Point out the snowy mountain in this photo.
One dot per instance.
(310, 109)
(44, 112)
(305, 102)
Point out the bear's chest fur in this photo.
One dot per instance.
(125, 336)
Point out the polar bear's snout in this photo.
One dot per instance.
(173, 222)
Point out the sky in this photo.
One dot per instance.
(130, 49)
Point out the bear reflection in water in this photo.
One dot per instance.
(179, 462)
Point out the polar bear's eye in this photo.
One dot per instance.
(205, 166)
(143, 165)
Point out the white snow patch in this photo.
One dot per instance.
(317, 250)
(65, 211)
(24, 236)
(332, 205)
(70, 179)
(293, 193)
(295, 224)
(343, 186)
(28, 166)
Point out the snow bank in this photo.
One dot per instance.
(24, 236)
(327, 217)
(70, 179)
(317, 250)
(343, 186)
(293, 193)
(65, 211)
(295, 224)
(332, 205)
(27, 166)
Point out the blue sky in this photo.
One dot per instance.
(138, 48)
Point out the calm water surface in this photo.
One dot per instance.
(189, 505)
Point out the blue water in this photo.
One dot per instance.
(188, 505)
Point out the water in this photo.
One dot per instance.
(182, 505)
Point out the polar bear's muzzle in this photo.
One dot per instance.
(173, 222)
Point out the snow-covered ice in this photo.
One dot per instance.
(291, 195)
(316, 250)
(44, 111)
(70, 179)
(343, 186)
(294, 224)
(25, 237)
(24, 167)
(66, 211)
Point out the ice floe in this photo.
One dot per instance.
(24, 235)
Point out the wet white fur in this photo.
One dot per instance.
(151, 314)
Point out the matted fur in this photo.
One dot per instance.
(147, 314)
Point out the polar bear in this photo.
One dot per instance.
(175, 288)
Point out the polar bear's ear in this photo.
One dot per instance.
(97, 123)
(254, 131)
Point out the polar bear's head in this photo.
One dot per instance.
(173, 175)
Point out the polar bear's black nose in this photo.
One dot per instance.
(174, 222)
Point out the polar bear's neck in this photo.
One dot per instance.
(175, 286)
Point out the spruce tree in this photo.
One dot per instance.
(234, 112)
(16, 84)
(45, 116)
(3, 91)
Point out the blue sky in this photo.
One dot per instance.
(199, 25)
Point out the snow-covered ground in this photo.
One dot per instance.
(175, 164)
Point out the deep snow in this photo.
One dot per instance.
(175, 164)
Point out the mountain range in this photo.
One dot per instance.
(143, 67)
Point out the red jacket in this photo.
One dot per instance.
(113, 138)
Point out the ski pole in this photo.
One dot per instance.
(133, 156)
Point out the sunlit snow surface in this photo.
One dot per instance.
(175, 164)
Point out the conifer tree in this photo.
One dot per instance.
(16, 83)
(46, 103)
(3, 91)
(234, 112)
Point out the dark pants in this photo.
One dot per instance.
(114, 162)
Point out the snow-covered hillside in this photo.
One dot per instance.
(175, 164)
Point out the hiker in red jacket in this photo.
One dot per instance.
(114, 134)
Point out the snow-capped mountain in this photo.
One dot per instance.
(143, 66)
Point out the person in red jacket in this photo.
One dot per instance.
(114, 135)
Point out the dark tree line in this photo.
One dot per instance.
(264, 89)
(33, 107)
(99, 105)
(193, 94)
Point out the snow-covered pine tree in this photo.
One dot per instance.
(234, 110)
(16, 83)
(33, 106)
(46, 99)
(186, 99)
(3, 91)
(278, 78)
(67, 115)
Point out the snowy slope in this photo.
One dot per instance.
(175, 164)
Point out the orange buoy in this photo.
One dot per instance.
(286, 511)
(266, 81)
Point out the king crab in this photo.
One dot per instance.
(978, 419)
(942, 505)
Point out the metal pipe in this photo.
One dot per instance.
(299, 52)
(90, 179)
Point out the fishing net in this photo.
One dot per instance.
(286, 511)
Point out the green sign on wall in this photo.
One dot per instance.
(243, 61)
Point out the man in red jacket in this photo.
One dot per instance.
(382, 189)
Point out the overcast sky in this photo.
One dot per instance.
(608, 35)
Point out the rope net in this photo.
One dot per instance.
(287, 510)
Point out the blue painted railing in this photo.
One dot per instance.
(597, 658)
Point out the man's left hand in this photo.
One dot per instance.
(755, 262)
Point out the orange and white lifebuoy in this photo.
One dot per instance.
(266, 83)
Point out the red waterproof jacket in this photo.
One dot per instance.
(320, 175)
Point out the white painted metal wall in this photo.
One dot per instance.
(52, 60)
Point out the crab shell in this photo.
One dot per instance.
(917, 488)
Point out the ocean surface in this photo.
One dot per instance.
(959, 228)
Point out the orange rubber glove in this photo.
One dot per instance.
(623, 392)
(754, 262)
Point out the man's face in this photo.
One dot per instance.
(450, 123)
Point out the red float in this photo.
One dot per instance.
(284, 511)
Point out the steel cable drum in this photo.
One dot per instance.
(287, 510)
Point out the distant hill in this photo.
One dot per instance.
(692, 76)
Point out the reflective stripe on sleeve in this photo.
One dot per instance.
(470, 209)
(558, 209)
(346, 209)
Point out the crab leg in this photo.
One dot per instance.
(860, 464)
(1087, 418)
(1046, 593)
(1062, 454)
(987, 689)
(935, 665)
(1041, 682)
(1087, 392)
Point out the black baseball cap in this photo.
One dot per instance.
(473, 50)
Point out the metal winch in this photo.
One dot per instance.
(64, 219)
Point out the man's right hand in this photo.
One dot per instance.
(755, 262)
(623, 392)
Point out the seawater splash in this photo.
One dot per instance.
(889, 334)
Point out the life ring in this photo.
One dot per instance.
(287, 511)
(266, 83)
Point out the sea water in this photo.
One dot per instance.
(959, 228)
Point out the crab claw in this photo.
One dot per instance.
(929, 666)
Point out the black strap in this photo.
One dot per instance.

###

## Written request
All of the entries should be written out again exactly.

## Solved exercise
Point out the snowy mountain in this photo.
One dot per instance.
(310, 109)
(44, 112)
(305, 102)
Point out the bear's chest fur in this photo.
One dot per instance.
(125, 336)
Point out the polar bear's snout in this photo.
One dot per instance.
(173, 222)
Point out the sky in this photo.
One dot per instance.
(130, 49)
Point out the bear reflection in water in this photo.
One dot per instance.
(179, 462)
Point out the polar bear's eye in this photo.
One dot per instance.
(205, 166)
(143, 165)
Point out the white snow patch in this photo.
One dot per instance.
(317, 250)
(65, 211)
(24, 236)
(332, 205)
(70, 179)
(293, 193)
(295, 224)
(343, 186)
(28, 166)
Point out the snow bank in this photo.
One dot per instance.
(24, 236)
(327, 217)
(70, 179)
(317, 250)
(343, 186)
(293, 193)
(65, 211)
(295, 224)
(332, 205)
(27, 166)
Point out the blue sky in this photo.
One dot per instance.
(138, 48)
Point out the calm water surface in this photo.
One dot per instance.
(189, 505)
Point out the blue water in this photo.
One dot per instance.
(188, 505)
Point out the water in this photo.
One dot per instance.
(182, 505)
Point out the polar bear's muzzle in this photo.
One dot per instance.
(173, 222)
Point out the snow-covered ice in this photo.
One dot per instance.
(291, 195)
(316, 250)
(44, 111)
(70, 179)
(343, 186)
(294, 224)
(25, 237)
(24, 167)
(66, 211)
Point out the ice floe in this photo.
One dot per instance.
(24, 235)
Point out the wet white fur in this photo.
One dot per instance.
(151, 314)
Point out the matted fur in this photo.
One dot per instance.
(147, 314)
Point out the polar bear in this photo.
One dot per instance.
(175, 288)
Point out the polar bear's ear in this photo.
One dot per instance.
(97, 123)
(254, 131)
Point out the polar bear's head in this photo.
One dot per instance.
(173, 175)
Point out the polar bear's black nose in this photo.
One dot per instance.
(174, 222)
Point out the polar bear's neck in this photo.
One dot per instance.
(175, 286)
Point out the spruce tree in this photo.
One dot per instance.
(234, 112)
(16, 84)
(45, 116)
(3, 91)
Point out the blue sky in this photo.
One dot per instance.
(199, 25)
Point out the snow-covered ground in this photo.
One dot per instance.
(175, 164)
Point out the deep snow in this photo.
One dot per instance.
(175, 164)
Point out the mountain range in this photo.
One dot per instance.
(143, 67)
Point out the red jacket in this photo.
One dot per instance.
(113, 138)
Point out the ski pole in this photo.
One dot per instance.
(133, 156)
Point out the sunlit snow surface in this photo.
One dot per instance.
(175, 164)
Point out the conifer tree in this photo.
One dot per instance.
(16, 83)
(46, 103)
(3, 91)
(234, 112)
Point out the dark pants in this photo.
One dot per instance.
(114, 162)
Point out the snow-covered hillside in this photo.
One dot per instance.
(175, 164)
Point out the hiker in red jacket in this photo.
One dot per instance.
(114, 134)
Point out the snow-capped mountain in this photo.
One dot per instance.
(143, 66)
Point out the person in red jacket in this photo.
One dot per instance.
(114, 135)
Point out the dark tree line in this photo.
One dot per instance.
(264, 89)
(33, 107)
(99, 105)
(193, 94)
Point out the snow-covered pine tree in this photo.
One dot per instance.
(234, 110)
(16, 83)
(33, 106)
(46, 99)
(186, 99)
(3, 91)
(278, 78)
(67, 115)
Point out the snowy slope in this photo.
One dot per instance.
(175, 164)
Point out the orange buoy in this photo.
One dot per instance.
(286, 511)
(266, 81)
Point out the king crab in this photo.
One dot per instance.
(978, 419)
(942, 505)
Point out the metal pipe in this photo.
One dot per instance.
(299, 52)
(90, 179)
Point out the fishing net in this photo.
One dot per instance.
(286, 511)
Point out the green sign on wall in this photo.
One dot per instance.
(243, 61)
Point out the man in red jacket in this photo.
One dot per instance.
(382, 189)
Point out the overcast sky in this photo.
One dot per instance.
(608, 35)
Point out the rope net in this photo.
One dot per instance.
(287, 510)
Point out the blue painted railing in this photo.
One dot per instance.
(597, 658)
Point out the man's left hand in this photo.
One dot per instance.
(755, 262)
Point out the orange and white lifebuoy in this photo.
One dot per instance.
(266, 83)
Point out the red waterproof jacket in this photo.
One dot per instance.
(320, 175)
Point out the white painted metal wall in this photo.
One dot per instance.
(52, 60)
Point out the crab shell in this photo.
One dot per instance.
(917, 488)
Point out the ocean surface in this photo.
One dot per instance.
(959, 228)
Point out the orange rubber glove in this photo.
One dot per instance.
(623, 392)
(754, 262)
Point out the man's face in this photo.
One dot per instance.
(450, 123)
Point out the red float in this photo.
One dot per instance.
(284, 511)
Point out the steel cable drum in this photo.
One dot per instance.
(287, 510)
Point out the distant hill in this photo.
One dot per instance.
(692, 76)
Point out the reflective stripe on sleeve in this photo.
One dot per instance.
(470, 209)
(558, 209)
(346, 209)
Point out the crab leg in this photo.
One dot per instance.
(860, 464)
(1087, 418)
(1046, 593)
(1062, 454)
(987, 689)
(935, 665)
(1041, 682)
(1087, 392)
Point out the black baseball cap in this photo.
One dot per instance.
(473, 50)
Point out the metal winch in this photo.
One dot per instance.
(64, 219)
Point out the man's right hand in this photo.
One dot per instance.
(755, 262)
(623, 392)
Point out the seawater splash in this photo.
One dot per instance.
(889, 334)
Point out the life ring in this photo.
One dot per instance.
(287, 511)
(266, 83)
Point out the sea water in this photo.
One dot per instance.
(959, 228)
Point out the crab claw in this photo.
One dot per instance.
(929, 666)
Point out the black strap in this photo.
One dot per instance.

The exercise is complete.